Reproduce every line of the items below verbatim, with no alteration of any kind.

-=-=-=-=-

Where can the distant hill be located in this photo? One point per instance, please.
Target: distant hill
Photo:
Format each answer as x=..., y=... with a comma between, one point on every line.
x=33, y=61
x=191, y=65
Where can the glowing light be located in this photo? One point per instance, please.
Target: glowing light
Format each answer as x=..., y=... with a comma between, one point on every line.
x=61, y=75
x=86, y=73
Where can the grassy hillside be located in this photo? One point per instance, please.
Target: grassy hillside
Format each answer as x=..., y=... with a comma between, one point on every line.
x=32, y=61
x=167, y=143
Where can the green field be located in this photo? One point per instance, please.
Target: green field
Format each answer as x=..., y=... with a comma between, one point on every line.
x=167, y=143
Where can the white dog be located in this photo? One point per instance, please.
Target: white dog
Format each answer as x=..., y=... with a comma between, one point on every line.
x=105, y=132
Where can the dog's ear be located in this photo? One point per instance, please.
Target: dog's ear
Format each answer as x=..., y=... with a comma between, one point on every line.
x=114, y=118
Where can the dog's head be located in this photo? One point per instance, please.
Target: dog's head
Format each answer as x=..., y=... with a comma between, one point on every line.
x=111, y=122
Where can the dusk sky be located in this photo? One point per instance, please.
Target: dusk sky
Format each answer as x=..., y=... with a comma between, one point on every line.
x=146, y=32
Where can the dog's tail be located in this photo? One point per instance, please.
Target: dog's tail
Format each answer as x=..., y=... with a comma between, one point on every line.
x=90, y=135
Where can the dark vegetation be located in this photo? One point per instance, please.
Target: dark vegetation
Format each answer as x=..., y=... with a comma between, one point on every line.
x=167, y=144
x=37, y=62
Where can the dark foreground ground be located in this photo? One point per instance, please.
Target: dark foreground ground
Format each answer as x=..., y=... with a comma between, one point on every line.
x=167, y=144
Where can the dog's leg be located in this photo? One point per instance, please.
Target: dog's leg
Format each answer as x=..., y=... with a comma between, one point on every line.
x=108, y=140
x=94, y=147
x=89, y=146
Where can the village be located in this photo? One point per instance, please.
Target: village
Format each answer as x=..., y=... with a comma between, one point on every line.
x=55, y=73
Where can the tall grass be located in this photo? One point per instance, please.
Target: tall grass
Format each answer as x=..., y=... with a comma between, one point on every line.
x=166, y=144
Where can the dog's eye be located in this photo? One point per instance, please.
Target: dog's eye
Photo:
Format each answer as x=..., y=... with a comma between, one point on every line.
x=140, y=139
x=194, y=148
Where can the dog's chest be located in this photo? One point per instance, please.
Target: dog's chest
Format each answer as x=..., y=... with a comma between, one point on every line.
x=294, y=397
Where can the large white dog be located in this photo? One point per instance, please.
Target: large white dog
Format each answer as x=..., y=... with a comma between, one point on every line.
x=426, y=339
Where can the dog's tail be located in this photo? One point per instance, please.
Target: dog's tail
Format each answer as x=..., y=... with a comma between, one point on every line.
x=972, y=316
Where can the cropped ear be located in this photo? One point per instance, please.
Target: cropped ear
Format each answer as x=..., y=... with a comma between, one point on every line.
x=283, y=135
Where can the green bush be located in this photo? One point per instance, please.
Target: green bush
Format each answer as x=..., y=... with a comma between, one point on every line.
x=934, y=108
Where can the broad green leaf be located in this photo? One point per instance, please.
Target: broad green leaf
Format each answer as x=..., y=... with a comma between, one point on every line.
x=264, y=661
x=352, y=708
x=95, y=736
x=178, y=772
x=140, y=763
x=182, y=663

-=-=-=-=-

• _Solved exercise_
Where can the distant hill be located in this photo? One point per instance, please.
Target: distant hill
Photo:
Format each answer as x=..., y=... with a comma between, one point on every line.
x=33, y=61
x=191, y=65
Where can the glowing light be located in this photo? One point per instance, please.
Target: glowing light
Format each answer as x=..., y=... with a comma between, one point on every line.
x=61, y=75
x=86, y=73
Where can the grassy hillside be located in this photo? One point per instance, please.
Target: grassy hillside
Format each answer as x=..., y=... with a comma between, one point on every line.
x=32, y=61
x=167, y=143
Where can the green field be located in this photo? One point per instance, please.
Target: green field
Format each answer as x=..., y=... with a comma between, one point on every line.
x=167, y=143
Where can the white dog be located in this photo? One point per instance, please.
Target: white dog
Format each answer as x=..., y=... with a comma between, one point on every line.
x=105, y=132
Where can the dog's ear be located in this photo? One point per instance, please.
Target: dog's ear
Format each answer as x=..., y=... with a comma between, one point on every line.
x=114, y=118
Where can the dog's head be located in this photo? One point per instance, please.
Target: dog's head
Format each answer as x=..., y=... with a comma between, one point on every line.
x=111, y=122
Where can the dusk sky be located in this photo? One point per instance, please.
Target: dusk sky
Format each answer as x=..., y=... with a comma between, one point on every line.
x=146, y=32
Where can the dog's tail be located in this photo? One point per instance, please.
Target: dog's tail
Format each answer as x=..., y=... with a comma between, one point on every line.
x=90, y=135
Where can the dark vegetation be located in this photo? One point per instance, please.
Target: dark vegetation
Format each answer as x=..., y=... with a comma between, one point on every line.
x=167, y=144
x=37, y=62
Where can the dark foreground ground be located in this photo? One point per instance, please.
Target: dark foreground ground
Format each answer as x=..., y=... with a comma between, one point on every line.
x=167, y=144
Where can the dog's leg be located in this photo? One point per instance, please.
Target: dog's leg
Format each answer as x=..., y=... with a comma between, one point on every line.
x=108, y=140
x=94, y=147
x=89, y=146
Where can the village be located in this photo? One point per instance, please.
Target: village
Format each answer as x=..., y=... with a comma between, one point on every line.
x=55, y=73
Where can the tall grass be located in this photo? One point per instance, please.
Target: tall grass
Format each answer as x=..., y=... with a comma between, one point on every line.
x=166, y=144
Where can the dog's eye be located in this photo? One point per instance, please.
Target: dog's eye
Photo:
Format each answer as x=..., y=... with a comma between, one point on every line.
x=140, y=139
x=194, y=148
Where can the dog's chest be located in this photo? One point per instance, please.
Target: dog's chest
Format each answer as x=..., y=... with a comma between, one point on every line.
x=294, y=397
Where can the large white dog be located in this photo? One point per instance, please.
Target: large white dog
Format each answer as x=..., y=... with a comma between, one point on every line.
x=426, y=339
Where can the dog's tail be located in this photo? One point per instance, please.
Target: dog's tail
Format each answer as x=..., y=... with a comma between, one point on every line.
x=972, y=316
Where can the cropped ear be located in this photo? One point per instance, please.
Target: cropped ear
Format each answer as x=..., y=... with a comma between, one point on every line.
x=283, y=135
Where can the green bush be located in this photo? One point per instance, please.
Target: green bush
Format each answer as x=..., y=... with a comma between, one point on every line.
x=934, y=108
Where can the broad green leaf be located in this photo? One point per instance, please.
Target: broad green leaf
Format each answer as x=..., y=... with a comma between, one point on every line.
x=264, y=661
x=352, y=708
x=95, y=736
x=178, y=772
x=140, y=763
x=182, y=663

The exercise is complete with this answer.